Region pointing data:
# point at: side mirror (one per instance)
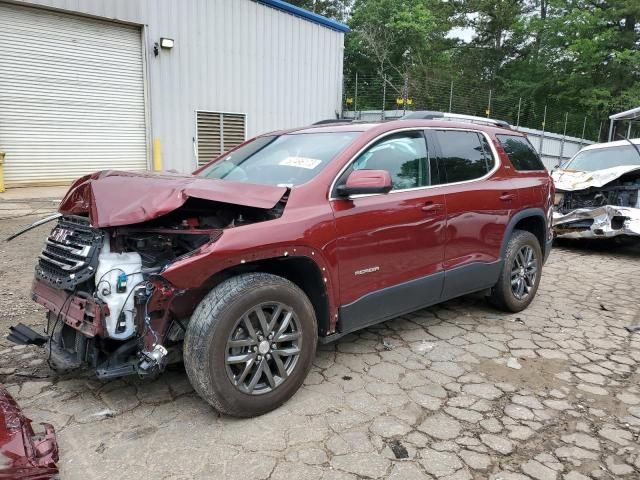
(362, 182)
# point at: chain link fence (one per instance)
(375, 97)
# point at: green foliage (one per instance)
(578, 57)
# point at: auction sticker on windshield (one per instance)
(300, 162)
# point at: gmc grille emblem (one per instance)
(60, 235)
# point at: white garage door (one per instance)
(71, 96)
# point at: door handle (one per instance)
(507, 197)
(431, 207)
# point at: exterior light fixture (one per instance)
(166, 43)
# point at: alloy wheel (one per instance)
(524, 271)
(263, 348)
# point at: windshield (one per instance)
(283, 160)
(601, 158)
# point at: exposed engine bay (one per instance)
(597, 211)
(109, 306)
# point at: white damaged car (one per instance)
(597, 192)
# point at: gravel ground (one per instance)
(458, 391)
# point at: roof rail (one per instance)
(431, 115)
(331, 121)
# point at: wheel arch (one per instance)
(532, 220)
(302, 271)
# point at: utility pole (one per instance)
(564, 135)
(584, 127)
(384, 94)
(544, 121)
(405, 94)
(355, 101)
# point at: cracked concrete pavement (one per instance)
(458, 391)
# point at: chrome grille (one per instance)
(70, 254)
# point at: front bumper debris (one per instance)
(601, 222)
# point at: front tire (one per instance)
(250, 344)
(520, 275)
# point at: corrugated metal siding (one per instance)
(71, 96)
(230, 56)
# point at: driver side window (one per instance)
(404, 155)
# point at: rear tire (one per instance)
(520, 275)
(241, 343)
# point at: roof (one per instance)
(617, 143)
(626, 115)
(306, 15)
(394, 125)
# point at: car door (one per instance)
(390, 247)
(480, 200)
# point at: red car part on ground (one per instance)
(23, 454)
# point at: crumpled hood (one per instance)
(22, 454)
(113, 198)
(572, 180)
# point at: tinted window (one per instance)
(520, 152)
(284, 160)
(403, 155)
(464, 155)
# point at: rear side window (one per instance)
(464, 155)
(522, 155)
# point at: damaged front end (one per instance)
(592, 205)
(101, 279)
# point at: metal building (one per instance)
(120, 84)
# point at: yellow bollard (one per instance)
(1, 172)
(157, 155)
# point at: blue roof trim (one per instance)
(306, 14)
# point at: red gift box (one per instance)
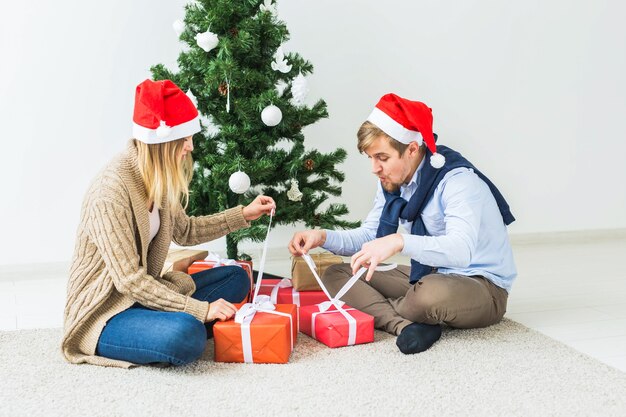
(268, 338)
(333, 328)
(281, 292)
(198, 266)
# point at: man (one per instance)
(462, 266)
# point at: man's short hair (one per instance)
(369, 132)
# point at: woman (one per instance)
(120, 310)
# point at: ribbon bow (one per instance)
(214, 257)
(248, 310)
(285, 283)
(335, 301)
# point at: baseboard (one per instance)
(569, 237)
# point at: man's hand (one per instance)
(377, 251)
(262, 204)
(302, 242)
(220, 310)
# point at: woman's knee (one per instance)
(184, 339)
(240, 282)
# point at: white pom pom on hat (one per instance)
(163, 113)
(407, 121)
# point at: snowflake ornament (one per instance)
(294, 193)
(299, 90)
(268, 6)
(280, 62)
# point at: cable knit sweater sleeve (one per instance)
(189, 230)
(111, 228)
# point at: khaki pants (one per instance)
(456, 300)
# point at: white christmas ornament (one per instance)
(271, 115)
(299, 90)
(207, 40)
(281, 86)
(280, 62)
(193, 98)
(294, 193)
(239, 182)
(268, 6)
(179, 27)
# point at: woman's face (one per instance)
(187, 147)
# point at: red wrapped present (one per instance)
(336, 327)
(259, 333)
(213, 260)
(282, 292)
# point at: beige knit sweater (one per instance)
(113, 266)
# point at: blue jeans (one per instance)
(141, 335)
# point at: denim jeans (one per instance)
(142, 335)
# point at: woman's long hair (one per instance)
(164, 173)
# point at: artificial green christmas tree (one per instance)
(251, 96)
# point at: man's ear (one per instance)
(413, 148)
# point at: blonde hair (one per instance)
(164, 174)
(369, 132)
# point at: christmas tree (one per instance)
(251, 95)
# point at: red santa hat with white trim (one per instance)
(163, 113)
(407, 121)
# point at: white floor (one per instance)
(570, 287)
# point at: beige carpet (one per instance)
(504, 370)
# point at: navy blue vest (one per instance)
(397, 208)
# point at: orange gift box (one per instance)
(272, 337)
(199, 266)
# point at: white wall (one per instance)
(532, 92)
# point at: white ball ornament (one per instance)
(239, 182)
(207, 40)
(271, 115)
(163, 130)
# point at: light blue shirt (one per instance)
(467, 233)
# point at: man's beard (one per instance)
(391, 187)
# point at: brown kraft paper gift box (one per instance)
(301, 276)
(180, 259)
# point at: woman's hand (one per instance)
(220, 310)
(302, 242)
(262, 204)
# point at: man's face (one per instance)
(388, 165)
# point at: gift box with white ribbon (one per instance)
(213, 260)
(336, 327)
(260, 333)
(283, 292)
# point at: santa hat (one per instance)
(407, 121)
(163, 113)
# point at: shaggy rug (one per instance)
(503, 370)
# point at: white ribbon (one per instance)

**PROMPT**
Images are to be skipped, and each line above is to be returned exactly.

**OUTPUT**
# point at: side mirror (one per instance)
(362, 182)
# point at: chain link fence (one per instance)
(375, 97)
# point at: green foliage (one per instance)
(578, 57)
# point at: auction sticker on windshield (one per instance)
(300, 162)
# point at: gmc grille emblem (one per instance)
(60, 235)
# point at: white garage door (one per instance)
(71, 96)
# point at: door handle (one per instance)
(507, 197)
(431, 207)
# point at: exterior light fixture (one per instance)
(166, 43)
# point at: alloy wheel (one per instance)
(524, 271)
(263, 348)
# point at: windshield (one per instance)
(283, 160)
(601, 158)
# point at: exposed engine bay (one per instance)
(597, 211)
(109, 306)
# point at: white damaged car (one per instance)
(597, 192)
# point at: gravel ground (one per instance)
(458, 391)
# point at: roof rail (one per instance)
(431, 115)
(331, 121)
# point at: wheel arch (one per instance)
(532, 220)
(302, 271)
# point at: utility pole (one per instance)
(564, 135)
(584, 127)
(384, 94)
(544, 121)
(405, 94)
(355, 101)
# point at: cracked concrete pavement (one per instance)
(458, 391)
# point at: chrome grille (one per instance)
(70, 254)
# point at: front bumper debris (one per instance)
(601, 222)
# point at: front tire (one per instance)
(250, 344)
(520, 275)
# point at: corrugated metal siding (one per instance)
(71, 96)
(230, 56)
# point at: driver side window (one per instance)
(404, 155)
# point at: rear tire (one per instance)
(520, 275)
(241, 343)
# point at: roof (one per instance)
(617, 143)
(626, 115)
(306, 15)
(394, 125)
# point at: car door (one per instance)
(390, 247)
(480, 200)
# point at: red car part on ground (one per instance)
(23, 454)
# point at: crumpled hood (one per instance)
(22, 454)
(113, 198)
(572, 180)
# point at: tinted window (one per instance)
(520, 152)
(284, 160)
(403, 155)
(464, 155)
# point at: rear side window (one per instance)
(464, 155)
(522, 155)
# point at: damaged front end (one per instance)
(592, 205)
(101, 279)
# point at: metal building (one per instance)
(120, 84)
# point at: yellow bollard (one per instance)
(1, 172)
(157, 155)
# point at: blue roof trim (one per instance)
(306, 14)
# point at: red gift box (one per instance)
(268, 338)
(333, 328)
(281, 292)
(198, 266)
# point at: man (one per instance)
(462, 266)
# point at: man's short hair (one per instance)
(369, 132)
# point at: woman (one per instance)
(120, 310)
# point at: ribbon bow (one per instance)
(214, 257)
(248, 310)
(285, 283)
(335, 301)
# point at: baseboard (one per instance)
(569, 237)
# point at: man's hand (one per instance)
(377, 251)
(262, 204)
(302, 242)
(220, 310)
# point at: woman's knee (one per instance)
(184, 339)
(240, 282)
# point at: white pom pom on hat (one per instance)
(163, 113)
(407, 121)
# point at: snowflake ornament (one per instance)
(294, 193)
(299, 90)
(268, 6)
(280, 62)
# point at: cable knit sweater sleeve (one per instance)
(189, 230)
(111, 228)
# point at: khaki pants (one per instance)
(456, 300)
# point at: white christmas ornament (one per instance)
(271, 115)
(299, 90)
(207, 40)
(281, 86)
(280, 62)
(193, 98)
(294, 193)
(239, 182)
(268, 6)
(179, 27)
# point at: woman's face (one per instance)
(187, 147)
# point at: red wrapped present (one per instance)
(336, 327)
(259, 333)
(213, 260)
(282, 292)
# point at: beige knit sweater (one per instance)
(113, 266)
# point at: blue jeans (one per instance)
(141, 335)
# point at: denim jeans (one per instance)
(142, 335)
# point at: woman's long hair (one per instance)
(164, 173)
# point at: artificial green christmas tree (one per instance)
(251, 96)
# point at: man's ear (one per instance)
(413, 148)
# point at: blonde hair (one per instance)
(164, 174)
(369, 132)
# point at: christmas tree (one per instance)
(251, 95)
# point at: red santa hat with white trim (one per instance)
(163, 113)
(407, 121)
# point at: white floor (one per instance)
(570, 287)
# point at: beige carpet (one per instance)
(504, 370)
# point at: navy blue vest (one per instance)
(397, 208)
# point at: orange gift box (one per instance)
(272, 337)
(199, 266)
# point at: white wall (one per instance)
(532, 92)
# point at: white ball ornament (one per instance)
(239, 182)
(207, 40)
(271, 115)
(163, 130)
# point at: light blue shirt (one per instance)
(467, 233)
# point at: man's beard (one per instance)
(391, 187)
# point at: brown kraft paper gift box (one per instance)
(301, 276)
(180, 259)
# point at: woman's hand (one per instance)
(220, 310)
(302, 242)
(262, 204)
# point at: man's face (one per instance)
(388, 165)
# point at: gift box with white ribbon (one per instance)
(213, 260)
(336, 327)
(260, 333)
(283, 292)
# point at: santa hat (one per instance)
(407, 121)
(163, 113)
# point at: shaggy rug (one per instance)
(503, 370)
# point at: white ribbon (one per instance)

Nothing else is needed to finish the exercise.